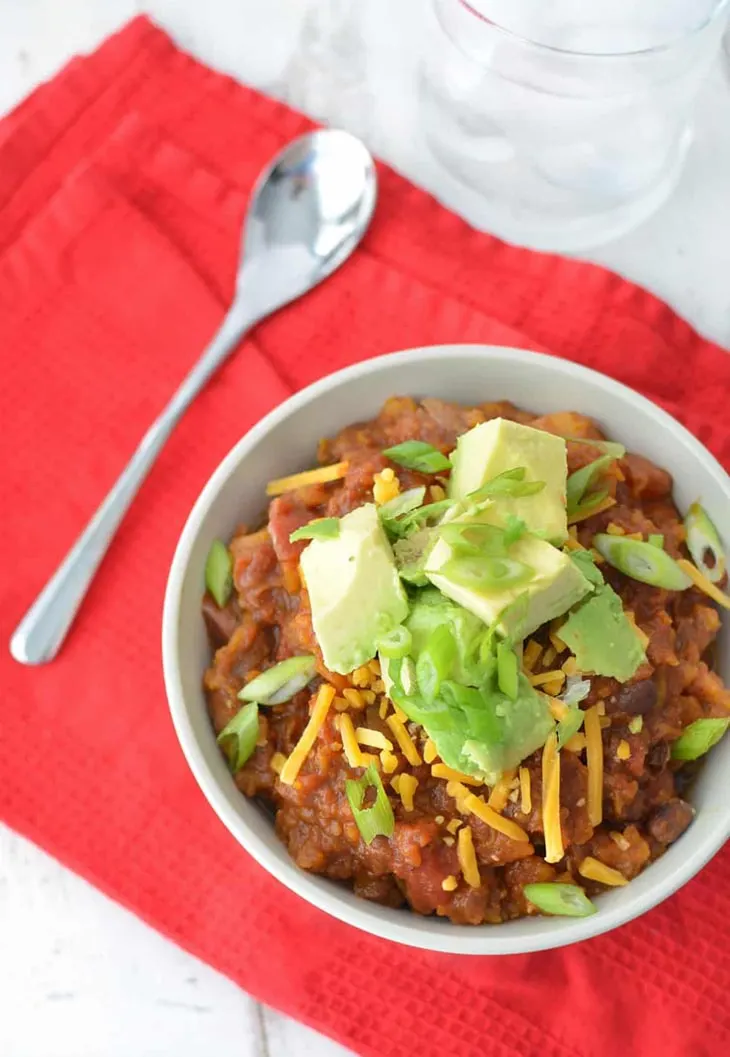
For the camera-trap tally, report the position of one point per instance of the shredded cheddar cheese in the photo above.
(500, 794)
(604, 504)
(487, 815)
(460, 793)
(373, 739)
(361, 677)
(442, 771)
(525, 792)
(550, 800)
(706, 586)
(320, 476)
(291, 768)
(353, 698)
(576, 743)
(388, 762)
(467, 857)
(352, 750)
(594, 747)
(406, 785)
(594, 870)
(386, 486)
(557, 675)
(430, 752)
(405, 741)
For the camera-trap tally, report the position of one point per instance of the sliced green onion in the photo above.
(219, 572)
(579, 482)
(322, 529)
(396, 644)
(281, 682)
(404, 503)
(423, 515)
(577, 689)
(569, 725)
(611, 447)
(418, 456)
(486, 574)
(583, 510)
(238, 738)
(704, 543)
(473, 538)
(434, 662)
(510, 482)
(515, 529)
(641, 561)
(375, 821)
(507, 670)
(565, 901)
(698, 739)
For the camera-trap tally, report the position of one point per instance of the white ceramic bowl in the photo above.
(285, 441)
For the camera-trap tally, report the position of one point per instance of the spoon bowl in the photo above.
(307, 211)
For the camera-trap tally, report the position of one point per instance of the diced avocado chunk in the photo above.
(475, 727)
(556, 586)
(524, 725)
(601, 637)
(431, 610)
(495, 446)
(355, 591)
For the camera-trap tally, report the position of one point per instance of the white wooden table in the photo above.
(79, 977)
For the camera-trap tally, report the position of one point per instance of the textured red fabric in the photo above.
(123, 185)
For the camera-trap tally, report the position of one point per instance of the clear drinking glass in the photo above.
(562, 125)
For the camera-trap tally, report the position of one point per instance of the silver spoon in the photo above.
(309, 210)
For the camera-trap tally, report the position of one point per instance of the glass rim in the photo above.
(569, 53)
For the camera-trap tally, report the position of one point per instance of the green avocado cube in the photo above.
(555, 586)
(355, 592)
(499, 445)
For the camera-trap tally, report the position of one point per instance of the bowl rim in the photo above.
(450, 939)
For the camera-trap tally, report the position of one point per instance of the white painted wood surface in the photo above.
(79, 977)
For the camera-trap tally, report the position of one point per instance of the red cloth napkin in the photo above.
(123, 185)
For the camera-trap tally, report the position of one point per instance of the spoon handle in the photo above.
(41, 632)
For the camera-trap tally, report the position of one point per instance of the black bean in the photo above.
(658, 756)
(670, 820)
(637, 699)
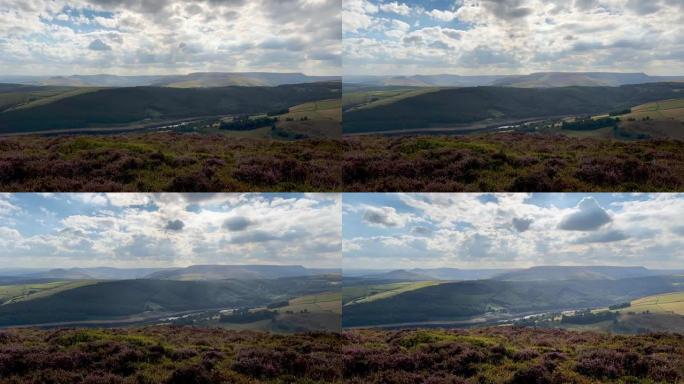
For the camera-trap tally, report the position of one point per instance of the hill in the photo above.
(120, 106)
(142, 299)
(469, 299)
(457, 106)
(551, 273)
(198, 79)
(241, 272)
(585, 79)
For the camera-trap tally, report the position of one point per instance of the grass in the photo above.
(167, 355)
(366, 294)
(667, 303)
(22, 292)
(168, 162)
(511, 162)
(322, 302)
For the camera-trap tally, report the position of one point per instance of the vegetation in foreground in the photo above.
(510, 355)
(511, 162)
(169, 355)
(167, 162)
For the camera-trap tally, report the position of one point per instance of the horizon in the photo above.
(471, 36)
(140, 230)
(500, 231)
(143, 38)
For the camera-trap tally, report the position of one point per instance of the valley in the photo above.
(562, 297)
(297, 299)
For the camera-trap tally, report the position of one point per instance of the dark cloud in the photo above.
(588, 216)
(522, 224)
(380, 217)
(603, 237)
(507, 9)
(421, 231)
(175, 225)
(237, 223)
(99, 45)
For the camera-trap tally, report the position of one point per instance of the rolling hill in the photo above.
(551, 273)
(122, 299)
(197, 79)
(468, 299)
(120, 106)
(585, 79)
(241, 272)
(458, 106)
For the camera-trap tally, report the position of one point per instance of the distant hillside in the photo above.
(550, 273)
(117, 106)
(469, 105)
(198, 79)
(110, 299)
(443, 80)
(532, 80)
(98, 273)
(242, 272)
(423, 274)
(585, 79)
(467, 299)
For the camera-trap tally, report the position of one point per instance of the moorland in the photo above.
(267, 298)
(539, 132)
(196, 132)
(609, 299)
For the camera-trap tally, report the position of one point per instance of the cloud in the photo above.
(603, 237)
(384, 217)
(99, 45)
(587, 217)
(175, 225)
(237, 223)
(522, 224)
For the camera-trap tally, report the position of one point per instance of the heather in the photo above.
(167, 162)
(519, 162)
(509, 355)
(168, 355)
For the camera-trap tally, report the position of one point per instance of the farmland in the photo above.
(168, 162)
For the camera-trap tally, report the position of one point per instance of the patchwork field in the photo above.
(672, 303)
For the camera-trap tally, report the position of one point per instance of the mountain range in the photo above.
(191, 80)
(533, 80)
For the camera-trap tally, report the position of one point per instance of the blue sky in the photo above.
(132, 37)
(476, 37)
(138, 230)
(512, 230)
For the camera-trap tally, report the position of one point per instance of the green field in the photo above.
(375, 98)
(15, 293)
(321, 302)
(369, 293)
(667, 303)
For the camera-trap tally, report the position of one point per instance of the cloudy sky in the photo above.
(391, 231)
(64, 37)
(156, 230)
(512, 36)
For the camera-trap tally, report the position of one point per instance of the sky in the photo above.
(399, 231)
(132, 37)
(475, 37)
(169, 230)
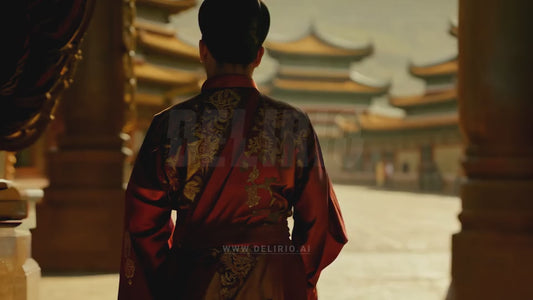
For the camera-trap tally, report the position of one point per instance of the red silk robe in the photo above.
(235, 165)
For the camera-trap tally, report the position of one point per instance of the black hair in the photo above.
(234, 30)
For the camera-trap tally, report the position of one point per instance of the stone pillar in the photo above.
(492, 255)
(81, 215)
(19, 273)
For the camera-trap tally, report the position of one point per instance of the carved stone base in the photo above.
(19, 273)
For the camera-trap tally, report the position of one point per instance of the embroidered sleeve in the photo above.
(148, 225)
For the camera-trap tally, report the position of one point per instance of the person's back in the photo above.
(235, 165)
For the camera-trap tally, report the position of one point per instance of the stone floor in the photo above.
(399, 249)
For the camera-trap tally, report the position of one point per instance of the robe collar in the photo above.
(229, 81)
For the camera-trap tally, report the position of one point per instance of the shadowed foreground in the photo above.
(399, 249)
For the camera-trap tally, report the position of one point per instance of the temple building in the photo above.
(420, 150)
(167, 69)
(314, 74)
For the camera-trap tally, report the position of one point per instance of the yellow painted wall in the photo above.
(447, 158)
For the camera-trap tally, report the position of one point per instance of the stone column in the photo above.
(493, 253)
(19, 273)
(81, 215)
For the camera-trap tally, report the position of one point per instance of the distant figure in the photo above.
(380, 173)
(235, 165)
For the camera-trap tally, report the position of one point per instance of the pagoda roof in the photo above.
(313, 44)
(347, 125)
(345, 86)
(374, 122)
(454, 30)
(428, 98)
(146, 72)
(163, 40)
(171, 6)
(454, 27)
(443, 68)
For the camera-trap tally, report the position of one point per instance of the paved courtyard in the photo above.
(399, 249)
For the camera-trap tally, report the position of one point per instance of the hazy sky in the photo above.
(402, 31)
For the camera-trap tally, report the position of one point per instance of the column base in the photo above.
(492, 266)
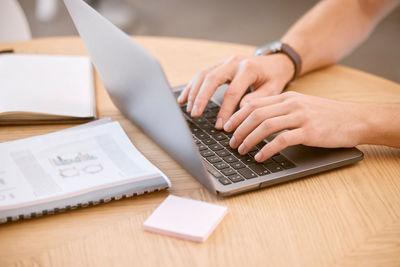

◆ Exercise instructions
Would you return all of the entries unchanged while omitting the images?

◆ Task output
For the camera-trap tally, report the position of one point per instance of the shredded cheddar cheese in the photo above.
(500, 794)
(604, 504)
(487, 815)
(460, 793)
(373, 739)
(361, 677)
(442, 771)
(525, 792)
(550, 800)
(706, 586)
(320, 476)
(291, 768)
(353, 698)
(576, 743)
(388, 762)
(467, 857)
(352, 750)
(594, 747)
(406, 785)
(594, 870)
(386, 486)
(557, 675)
(430, 752)
(405, 741)
For the camera-trap tally, report the position of one point per instance of the sliced green onion in the photo above.
(219, 572)
(579, 482)
(322, 529)
(396, 644)
(281, 682)
(404, 503)
(423, 515)
(577, 689)
(569, 725)
(611, 447)
(418, 456)
(486, 574)
(583, 510)
(238, 738)
(704, 543)
(473, 538)
(434, 662)
(510, 482)
(515, 529)
(641, 561)
(375, 821)
(507, 670)
(565, 901)
(698, 739)
For the camera-trap tally, report the position of one point per instance of the white ceramic bowl in the photo above.
(285, 441)
For the camera-trap tally, report the position of one point per instance of the spoon bowl in the photo above.
(307, 211)
For the camera-trap tally, report the position of one point per instance of the diced avocado chunk in the photo above.
(475, 727)
(556, 586)
(524, 725)
(601, 637)
(431, 610)
(495, 446)
(355, 591)
For the camera-trap tally, report the position of one point per instance of the white wooden table in the photo above.
(79, 977)
For the camera-trap tally, report the position of one point per instance of the textured red fabric in the photo above.
(123, 185)
For the camera-trap tally, report the position of one point per instance of the clear drinking glass in the photo above.
(562, 125)
For the camera-trap tally, report the position of one point per instance of the silver spoon in the photo above.
(309, 210)
For the camera-trap tally, report the position of one point per instance of the glass rim in the photo above.
(569, 53)
For the camera-trap tally, report the position of one point per instance of the green avocado cube in the photo above.
(555, 586)
(355, 592)
(499, 445)
For the camera-trap tally, report the position of one point per instance of the bowl rim in the photo above.
(450, 939)
For the camera-trap tally, report the position of one point per instance of the white painted wood surface in the photo above.
(79, 977)
For the camera-trap tally, report the position of one point per instance of the red cloth napkin in the photo above.
(123, 185)
For the camera-trap tally, report the position of one point per instance of the spoon handle in the photo above.
(41, 632)
For the camera-trap tally, report the position of one point per instance of the black bean in the photo above.
(658, 756)
(670, 820)
(637, 699)
For the camera-trap tally, report the position of one point per instance of the hill in the photo above.
(120, 106)
(142, 299)
(469, 299)
(457, 106)
(551, 273)
(198, 79)
(241, 272)
(585, 79)
For the camera-trap tally, report the position of one point per instance of the grass in the photo above.
(167, 355)
(366, 294)
(667, 303)
(22, 292)
(168, 162)
(511, 162)
(322, 302)
For the camera-trap tally, report the position of one point per instance of the vegetation in foreground in the photo above.
(510, 355)
(511, 162)
(169, 355)
(167, 162)
For the camera-trap tally, report the position of one point per instance of the horizon in the photo above.
(471, 36)
(140, 230)
(500, 231)
(143, 38)
For the camera-trap tally, report the position of one point per instance of the valley in the photo above.
(562, 297)
(297, 299)
For the camera-trap tally, report the position of one point per instance of the dark cloud in the photo above.
(588, 216)
(522, 224)
(380, 217)
(603, 237)
(507, 9)
(421, 231)
(175, 225)
(237, 223)
(99, 45)
For the camera-trap tally, report the position of one point per instance of the rolling hill in the photo above.
(551, 273)
(122, 299)
(197, 79)
(468, 299)
(120, 106)
(585, 79)
(241, 272)
(458, 106)
For the camera-trap tally, report the position of one point per instance of the distant hillside in the photo above.
(550, 273)
(117, 106)
(469, 105)
(198, 79)
(110, 299)
(443, 80)
(532, 80)
(98, 273)
(242, 272)
(423, 274)
(585, 79)
(467, 299)
For the camera-trap tally, report the position of one point per instance of the moorland in the photo above.
(267, 298)
(539, 132)
(196, 132)
(609, 299)
For the camera-trap tally, report the position of one point per instance of the cloud in the photo above.
(603, 237)
(384, 217)
(99, 45)
(587, 217)
(175, 225)
(237, 223)
(522, 224)
For the camera-trap tally, report the position of one point per instance of the heather in the photo above.
(167, 162)
(519, 162)
(509, 355)
(168, 355)
For the camera-trap tally, report the position of one point per instance of the farmland in the photo above.
(168, 162)
For the camera-trap tally, report the position of one point per instance of the patchwork field in the photo above.
(672, 303)
For the camera-trap tally, report the position of one point per instance of the mountain range in the photo above.
(191, 80)
(533, 80)
For the camera-trap tally, report the position of one point per instance of the blue sky in the photo above.
(132, 37)
(476, 37)
(138, 230)
(512, 230)
For the camera-trap tally, report the position of one point per instance of the green field in the photo above.
(375, 98)
(15, 293)
(321, 302)
(369, 293)
(667, 303)
For the camera-trap tally, report the position of one point per instance of the cloudy sky in the photo above.
(391, 231)
(64, 37)
(156, 230)
(512, 36)
For the camera-trap tally, report the position of one point per instance of the sky in the photo above.
(399, 231)
(132, 37)
(475, 37)
(169, 230)
For the camera-trap tally, report the position of one point per instance of the red silk robe in the photo above.
(235, 165)
For the camera-trap tally, report the position of one point per instance of the black hair in the photo above.
(234, 30)
For the camera-trap tally, report the position of one point per instance of the stone pillar in the photo above.
(492, 255)
(81, 215)
(19, 273)
For the camera-trap tally, report the position of one point per instance of the carved stone base in the photo above.
(19, 273)
For the camera-trap tally, report the position of one point per instance of the embroidered sleeve in the photo above.
(148, 225)
For the camera-trap tally, report the position of one point per instance of the person's back in the photo above.
(235, 165)
For the camera-trap tally, report the position of one point per instance of the stone floor in the photo above.
(399, 249)
For the camera-trap tally, report the position of one point per instance of the robe collar in the photo above.
(229, 81)
For the camera-trap tally, report the position of one point per instance of the shadowed foreground in the photo above.
(399, 249)
For the camera-trap tally, report the position of one point per instance of the temple building in the photo above.
(420, 150)
(167, 69)
(314, 74)
For the camera-trap tally, report the position of one point per instance of the yellow painted wall in the photo above.
(447, 158)
For the camera-trap tally, report the position of one point per instance of the stone column in the photo above.
(493, 253)
(19, 273)
(81, 215)
For the camera-trap tally, report the position of one point per instance of the distant figure in the photo above.
(380, 173)
(235, 165)
For the camera-trap tally, report the position of one point per instance of the pagoda roof in the photo above.
(313, 44)
(347, 125)
(345, 86)
(374, 122)
(454, 30)
(428, 98)
(146, 72)
(163, 40)
(171, 6)
(454, 27)
(443, 68)
For the camera-trap tally, report the position of one point per instance of the paved courtyard in the photo above.
(399, 249)
For the camera-trap tally, report the position of one point per instance of the hazy sky in the photo above.
(402, 31)
For the camera-trap tally, report the position of one point per instance of the column base in the photo above.
(492, 266)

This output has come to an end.